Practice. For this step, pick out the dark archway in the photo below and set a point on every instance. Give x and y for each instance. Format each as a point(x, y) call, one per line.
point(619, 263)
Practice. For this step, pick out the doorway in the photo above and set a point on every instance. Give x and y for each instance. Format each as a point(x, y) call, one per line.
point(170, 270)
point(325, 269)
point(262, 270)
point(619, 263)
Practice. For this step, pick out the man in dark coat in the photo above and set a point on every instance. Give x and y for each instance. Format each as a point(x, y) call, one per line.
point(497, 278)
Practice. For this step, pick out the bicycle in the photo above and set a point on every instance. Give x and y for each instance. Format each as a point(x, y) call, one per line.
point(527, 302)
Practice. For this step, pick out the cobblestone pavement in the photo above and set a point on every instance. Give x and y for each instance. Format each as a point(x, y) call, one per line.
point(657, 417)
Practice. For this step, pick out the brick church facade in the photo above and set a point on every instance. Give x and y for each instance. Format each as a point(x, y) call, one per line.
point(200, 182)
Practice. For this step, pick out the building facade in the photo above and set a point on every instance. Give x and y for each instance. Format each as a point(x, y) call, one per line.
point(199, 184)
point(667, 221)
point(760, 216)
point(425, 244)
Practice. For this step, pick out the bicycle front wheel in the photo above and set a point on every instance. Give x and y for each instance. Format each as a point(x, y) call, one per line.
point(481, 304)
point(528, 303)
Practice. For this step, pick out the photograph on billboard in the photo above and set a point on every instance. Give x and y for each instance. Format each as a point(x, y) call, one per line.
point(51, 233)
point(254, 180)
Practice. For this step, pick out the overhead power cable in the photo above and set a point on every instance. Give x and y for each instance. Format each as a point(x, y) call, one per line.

....

▶ **Problem details**
Transcribe the records in full, so that each line reads exactly as before.

▶ **Result for this task**
Practice. For this step, pick out the dark archway in the photo below and set a point on every instance. Give x and y for each instance. Format each as a point(x, y) call, one per line.
point(619, 263)
Practice. For this step, pick out the doorway in the photo above and set a point on every instance. Give x and y for each instance. Format each as a point(x, y) call, one per line.
point(170, 270)
point(325, 269)
point(262, 270)
point(619, 263)
Practice. For this step, pick out the man in dark coat in the photo above and set a point on every instance. Give x and y for each instance. Format each as a point(x, y) call, one per line.
point(497, 278)
Practice. For this step, pick out the bicycle in the photo above and set a point on every instance. Give x and y for each instance. Format each as a point(x, y) call, one per line.
point(527, 302)
Practice. For this step, pick out the cobblestone pavement in the photo above and set a point on every instance. Give x and y for each instance. Format each as a point(x, y) call, one per line.
point(657, 417)
Practice. For this step, pick out the brick church facade in the photo above and set a point on every instance. Give x and y for each instance. Format each as a point(x, y) call, one per line.
point(200, 182)
Practice. For this step, pick out the building facade in the photo above and set a point on every instance. Give x and y for each instance. Format each as a point(x, y) call, one per line.
point(199, 184)
point(667, 221)
point(760, 216)
point(425, 244)
Practice. For this step, pick out the bicycle front wheel in the photo above and set a point on every instance. Give x and y for each instance. Format each as a point(x, y) call, one per line.
point(481, 304)
point(528, 303)
Practice. For this step, pick out the photograph on billboard in the photo above and set a point on every instance. Give x and y for each instance. Format each as a point(x, y) call, one per line.
point(51, 233)
point(254, 180)
Practice. For this step, pick out the overhead power cable in the photo above and set a point on every instance. Give x and y for each instance. Format each as a point(x, y) call, one per line.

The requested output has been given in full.